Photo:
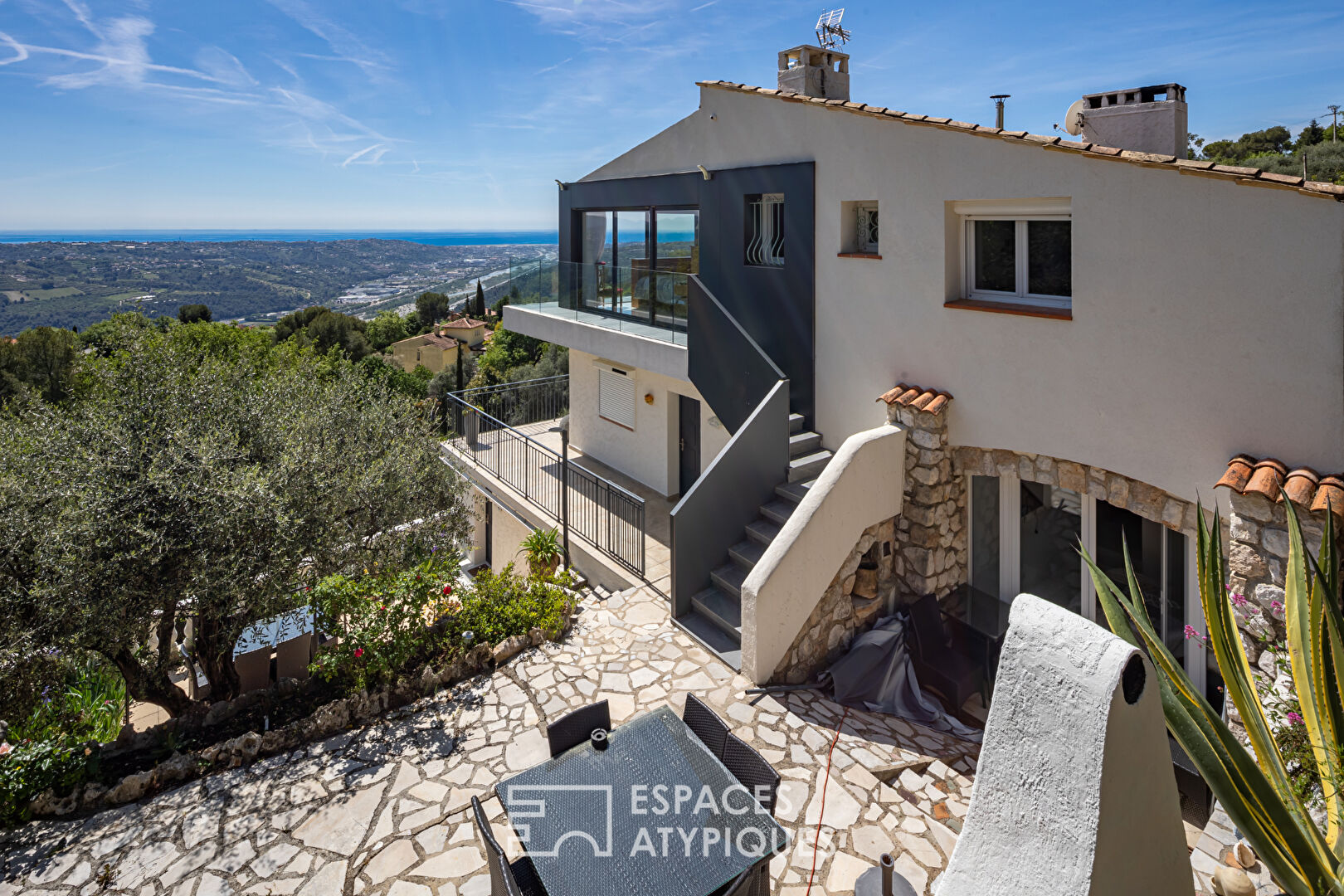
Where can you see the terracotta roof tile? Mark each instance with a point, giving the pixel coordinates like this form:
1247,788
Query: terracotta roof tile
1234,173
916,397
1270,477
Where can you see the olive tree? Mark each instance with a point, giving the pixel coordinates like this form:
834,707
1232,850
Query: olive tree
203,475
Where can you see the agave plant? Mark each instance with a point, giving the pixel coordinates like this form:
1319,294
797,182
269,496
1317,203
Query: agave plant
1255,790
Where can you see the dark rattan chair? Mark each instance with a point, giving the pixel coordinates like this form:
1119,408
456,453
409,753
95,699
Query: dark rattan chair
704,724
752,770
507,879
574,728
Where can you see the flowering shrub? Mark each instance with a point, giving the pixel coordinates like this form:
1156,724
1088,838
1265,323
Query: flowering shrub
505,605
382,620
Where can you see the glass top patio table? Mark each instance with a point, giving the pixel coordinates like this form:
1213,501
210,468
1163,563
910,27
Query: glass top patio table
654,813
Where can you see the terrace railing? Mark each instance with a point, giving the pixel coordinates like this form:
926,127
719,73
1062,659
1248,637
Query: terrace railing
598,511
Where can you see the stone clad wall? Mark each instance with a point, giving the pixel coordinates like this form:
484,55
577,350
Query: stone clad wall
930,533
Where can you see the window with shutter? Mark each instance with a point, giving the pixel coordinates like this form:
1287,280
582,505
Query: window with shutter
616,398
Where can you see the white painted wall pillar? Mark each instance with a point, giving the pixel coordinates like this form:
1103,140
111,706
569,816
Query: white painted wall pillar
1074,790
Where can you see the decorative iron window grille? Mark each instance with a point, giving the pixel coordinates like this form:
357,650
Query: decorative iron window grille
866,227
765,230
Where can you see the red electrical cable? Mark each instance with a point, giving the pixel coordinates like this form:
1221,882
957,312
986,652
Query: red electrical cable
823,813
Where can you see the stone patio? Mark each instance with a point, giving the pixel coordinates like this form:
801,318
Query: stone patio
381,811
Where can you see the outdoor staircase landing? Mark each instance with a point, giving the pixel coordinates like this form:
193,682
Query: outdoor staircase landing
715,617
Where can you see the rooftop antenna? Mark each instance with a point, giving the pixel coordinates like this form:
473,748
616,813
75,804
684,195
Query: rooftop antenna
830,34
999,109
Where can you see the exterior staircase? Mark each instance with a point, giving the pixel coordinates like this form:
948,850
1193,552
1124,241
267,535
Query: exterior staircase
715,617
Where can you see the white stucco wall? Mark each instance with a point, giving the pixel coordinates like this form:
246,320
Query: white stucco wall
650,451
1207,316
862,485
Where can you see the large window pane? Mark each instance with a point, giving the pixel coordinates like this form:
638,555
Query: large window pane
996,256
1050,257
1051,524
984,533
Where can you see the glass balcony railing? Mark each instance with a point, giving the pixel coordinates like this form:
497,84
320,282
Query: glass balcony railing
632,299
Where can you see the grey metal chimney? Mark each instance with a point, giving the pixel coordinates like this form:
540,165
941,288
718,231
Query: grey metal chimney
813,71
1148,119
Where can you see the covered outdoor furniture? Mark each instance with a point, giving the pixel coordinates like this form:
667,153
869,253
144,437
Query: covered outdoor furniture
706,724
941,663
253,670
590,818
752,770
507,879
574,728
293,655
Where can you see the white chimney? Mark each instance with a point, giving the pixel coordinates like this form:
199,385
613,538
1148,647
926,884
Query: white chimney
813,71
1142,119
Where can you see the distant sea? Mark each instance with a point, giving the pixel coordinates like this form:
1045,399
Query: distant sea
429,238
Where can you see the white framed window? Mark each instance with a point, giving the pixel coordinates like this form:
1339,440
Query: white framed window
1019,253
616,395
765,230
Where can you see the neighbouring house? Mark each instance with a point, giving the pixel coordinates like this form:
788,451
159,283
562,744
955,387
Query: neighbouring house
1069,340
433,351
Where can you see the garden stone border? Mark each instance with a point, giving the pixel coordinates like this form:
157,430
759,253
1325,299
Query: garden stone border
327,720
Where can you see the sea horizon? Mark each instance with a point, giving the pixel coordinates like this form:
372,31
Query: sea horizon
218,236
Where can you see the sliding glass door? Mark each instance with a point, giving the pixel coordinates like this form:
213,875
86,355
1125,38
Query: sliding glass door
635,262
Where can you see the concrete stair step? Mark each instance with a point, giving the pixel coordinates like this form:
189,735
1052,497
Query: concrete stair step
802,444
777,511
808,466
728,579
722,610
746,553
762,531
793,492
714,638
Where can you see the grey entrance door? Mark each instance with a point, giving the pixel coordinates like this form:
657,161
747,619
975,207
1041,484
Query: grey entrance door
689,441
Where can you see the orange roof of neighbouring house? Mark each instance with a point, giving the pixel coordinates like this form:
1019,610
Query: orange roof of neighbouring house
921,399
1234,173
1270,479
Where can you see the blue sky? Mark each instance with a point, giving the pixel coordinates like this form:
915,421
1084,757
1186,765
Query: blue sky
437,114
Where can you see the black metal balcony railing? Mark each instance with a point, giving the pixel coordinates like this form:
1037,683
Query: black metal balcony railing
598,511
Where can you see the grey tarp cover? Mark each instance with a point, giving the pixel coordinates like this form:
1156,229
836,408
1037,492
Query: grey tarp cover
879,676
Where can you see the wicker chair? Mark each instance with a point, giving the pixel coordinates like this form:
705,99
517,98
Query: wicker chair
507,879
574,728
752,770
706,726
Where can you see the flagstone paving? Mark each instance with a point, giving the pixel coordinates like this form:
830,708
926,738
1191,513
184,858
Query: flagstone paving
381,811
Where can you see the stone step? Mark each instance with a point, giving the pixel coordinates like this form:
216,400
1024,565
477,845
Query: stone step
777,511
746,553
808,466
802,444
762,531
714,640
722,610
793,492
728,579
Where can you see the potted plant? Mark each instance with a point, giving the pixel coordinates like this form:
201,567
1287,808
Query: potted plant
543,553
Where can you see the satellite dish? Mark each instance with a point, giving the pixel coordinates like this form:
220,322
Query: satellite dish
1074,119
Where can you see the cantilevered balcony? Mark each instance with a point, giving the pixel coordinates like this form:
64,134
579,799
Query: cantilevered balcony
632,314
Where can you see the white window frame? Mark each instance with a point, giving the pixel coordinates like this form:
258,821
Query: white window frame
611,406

--

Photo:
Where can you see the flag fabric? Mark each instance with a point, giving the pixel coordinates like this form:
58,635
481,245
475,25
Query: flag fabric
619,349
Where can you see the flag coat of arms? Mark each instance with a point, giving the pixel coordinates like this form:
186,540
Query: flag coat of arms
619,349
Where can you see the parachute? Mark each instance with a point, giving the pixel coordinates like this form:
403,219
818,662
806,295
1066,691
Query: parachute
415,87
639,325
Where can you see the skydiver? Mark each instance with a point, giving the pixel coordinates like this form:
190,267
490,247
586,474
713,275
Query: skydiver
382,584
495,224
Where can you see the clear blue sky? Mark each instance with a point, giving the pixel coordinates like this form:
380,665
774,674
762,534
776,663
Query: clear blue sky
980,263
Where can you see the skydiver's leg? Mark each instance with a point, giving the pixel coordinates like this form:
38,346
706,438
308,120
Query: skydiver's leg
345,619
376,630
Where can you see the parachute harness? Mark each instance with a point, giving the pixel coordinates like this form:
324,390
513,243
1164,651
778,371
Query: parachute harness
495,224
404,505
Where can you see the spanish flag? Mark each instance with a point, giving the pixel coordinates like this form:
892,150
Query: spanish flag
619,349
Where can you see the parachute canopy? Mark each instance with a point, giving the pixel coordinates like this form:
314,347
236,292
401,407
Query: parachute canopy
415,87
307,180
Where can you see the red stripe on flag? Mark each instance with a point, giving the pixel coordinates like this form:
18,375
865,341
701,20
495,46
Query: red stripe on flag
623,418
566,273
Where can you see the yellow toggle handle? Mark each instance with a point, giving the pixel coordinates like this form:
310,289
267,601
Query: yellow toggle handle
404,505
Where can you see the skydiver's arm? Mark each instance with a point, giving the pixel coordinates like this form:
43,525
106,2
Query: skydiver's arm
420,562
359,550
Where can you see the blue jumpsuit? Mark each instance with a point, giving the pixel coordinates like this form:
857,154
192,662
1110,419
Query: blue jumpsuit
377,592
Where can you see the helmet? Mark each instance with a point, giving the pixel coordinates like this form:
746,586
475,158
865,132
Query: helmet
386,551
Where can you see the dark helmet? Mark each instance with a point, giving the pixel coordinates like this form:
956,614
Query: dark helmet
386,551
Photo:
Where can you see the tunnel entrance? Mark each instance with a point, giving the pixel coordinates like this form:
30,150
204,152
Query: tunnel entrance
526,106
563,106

--

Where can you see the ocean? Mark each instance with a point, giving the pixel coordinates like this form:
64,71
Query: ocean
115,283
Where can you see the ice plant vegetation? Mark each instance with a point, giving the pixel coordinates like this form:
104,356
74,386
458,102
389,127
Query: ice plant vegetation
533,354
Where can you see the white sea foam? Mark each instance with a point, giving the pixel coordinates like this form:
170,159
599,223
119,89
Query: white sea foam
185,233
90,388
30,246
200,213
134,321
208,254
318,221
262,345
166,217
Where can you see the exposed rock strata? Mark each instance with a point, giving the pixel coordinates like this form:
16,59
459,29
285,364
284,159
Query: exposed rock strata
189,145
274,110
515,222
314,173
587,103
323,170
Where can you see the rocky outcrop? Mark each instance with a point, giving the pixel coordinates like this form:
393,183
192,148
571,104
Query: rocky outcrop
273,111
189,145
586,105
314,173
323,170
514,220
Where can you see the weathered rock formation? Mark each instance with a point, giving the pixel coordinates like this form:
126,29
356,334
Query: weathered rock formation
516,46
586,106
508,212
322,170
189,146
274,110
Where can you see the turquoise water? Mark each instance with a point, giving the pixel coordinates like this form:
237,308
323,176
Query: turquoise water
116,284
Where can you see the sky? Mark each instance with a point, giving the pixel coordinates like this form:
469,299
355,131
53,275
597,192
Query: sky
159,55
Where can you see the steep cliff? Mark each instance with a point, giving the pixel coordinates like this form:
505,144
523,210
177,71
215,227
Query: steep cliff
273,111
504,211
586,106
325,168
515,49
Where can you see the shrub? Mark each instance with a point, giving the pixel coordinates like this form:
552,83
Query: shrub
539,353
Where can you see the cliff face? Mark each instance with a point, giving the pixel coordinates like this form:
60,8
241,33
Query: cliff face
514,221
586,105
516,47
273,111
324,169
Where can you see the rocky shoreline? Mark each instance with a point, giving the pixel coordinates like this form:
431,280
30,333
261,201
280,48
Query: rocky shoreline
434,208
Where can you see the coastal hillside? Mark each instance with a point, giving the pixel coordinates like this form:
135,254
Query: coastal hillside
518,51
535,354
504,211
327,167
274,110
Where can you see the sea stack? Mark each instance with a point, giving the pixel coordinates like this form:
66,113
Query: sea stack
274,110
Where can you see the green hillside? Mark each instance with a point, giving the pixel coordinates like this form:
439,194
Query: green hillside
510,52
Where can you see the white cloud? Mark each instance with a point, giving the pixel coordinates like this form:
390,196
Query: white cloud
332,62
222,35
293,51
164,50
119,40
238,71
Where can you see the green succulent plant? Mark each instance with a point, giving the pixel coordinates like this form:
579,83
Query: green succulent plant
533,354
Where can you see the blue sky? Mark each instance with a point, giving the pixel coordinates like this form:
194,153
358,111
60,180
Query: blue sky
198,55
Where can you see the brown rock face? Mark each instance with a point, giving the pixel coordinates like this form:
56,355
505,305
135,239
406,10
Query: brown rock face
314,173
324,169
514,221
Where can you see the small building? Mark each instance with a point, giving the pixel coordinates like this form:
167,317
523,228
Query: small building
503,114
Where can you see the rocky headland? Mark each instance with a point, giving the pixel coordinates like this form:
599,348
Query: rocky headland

--

### What you will do
Identify every line in the records above that contains the word "pillar", and copy each of those lines.

### Problem solution
Where can you see the white painted wall pillar? Mark each instance with a point, giving the pixel coordinates like this form:
Query: white painted wall pillar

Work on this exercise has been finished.